╭─ Records for this task

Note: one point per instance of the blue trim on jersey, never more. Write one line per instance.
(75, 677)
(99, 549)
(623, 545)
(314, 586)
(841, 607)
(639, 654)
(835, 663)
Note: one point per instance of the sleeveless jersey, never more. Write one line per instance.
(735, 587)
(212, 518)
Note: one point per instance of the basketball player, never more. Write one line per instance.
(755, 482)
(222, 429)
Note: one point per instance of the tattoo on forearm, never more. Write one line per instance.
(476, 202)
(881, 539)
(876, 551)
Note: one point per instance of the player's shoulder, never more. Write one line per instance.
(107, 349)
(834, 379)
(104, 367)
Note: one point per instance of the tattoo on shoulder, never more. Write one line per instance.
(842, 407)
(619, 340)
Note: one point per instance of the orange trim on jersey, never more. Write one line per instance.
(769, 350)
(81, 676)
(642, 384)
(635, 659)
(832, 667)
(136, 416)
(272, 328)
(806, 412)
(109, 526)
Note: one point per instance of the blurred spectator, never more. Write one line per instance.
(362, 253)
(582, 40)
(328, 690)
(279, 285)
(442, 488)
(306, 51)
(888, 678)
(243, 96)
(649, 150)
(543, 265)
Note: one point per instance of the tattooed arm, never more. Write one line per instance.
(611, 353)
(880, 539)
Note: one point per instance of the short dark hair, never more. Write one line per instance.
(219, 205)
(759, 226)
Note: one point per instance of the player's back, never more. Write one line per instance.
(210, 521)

╰─

Copy out all of the data above, substituting "tank top" for "sleeveless jersey" and keeping everything else the same.

Note: one point per instance of the blue trim on jersey, never more. Write one line per instance.
(75, 677)
(99, 549)
(623, 545)
(314, 586)
(841, 607)
(639, 654)
(835, 663)
Note: one point per instance of the tank top, never more. Write one line per instance.
(735, 587)
(212, 518)
Note: one point per instance of the basketball player, never more. Write one line per instance.
(755, 482)
(222, 429)
Note: one point per instance of the tattoo on forearm, never more. Write one line per instance.
(476, 202)
(881, 539)
(876, 551)
Note: one point per instance of the player's shoulder, never more. Write one line per instance.
(107, 349)
(834, 379)
(104, 367)
Note: one point per instance of the tattoo on shoulder, never more. Write one line per instance.
(842, 407)
(619, 340)
Note: one point per instance of the orange trim on jersey, never more. Write one line per instance.
(769, 350)
(81, 676)
(642, 384)
(635, 659)
(832, 667)
(136, 416)
(272, 328)
(806, 412)
(109, 526)
Note: one point per instance of the blurred spectator, never more. Write one line per instance.
(362, 253)
(582, 40)
(328, 690)
(279, 285)
(442, 488)
(306, 51)
(888, 678)
(243, 96)
(649, 150)
(543, 265)
Note: one point per instance of the tattooed arm, never more. Write one line per instance.
(611, 353)
(880, 539)
Note: one point per instance of the short dark hair, never more. Write one line per instance.
(219, 205)
(759, 226)
Note: one point per instance of the player's back, never more. Write one line per instance.
(210, 521)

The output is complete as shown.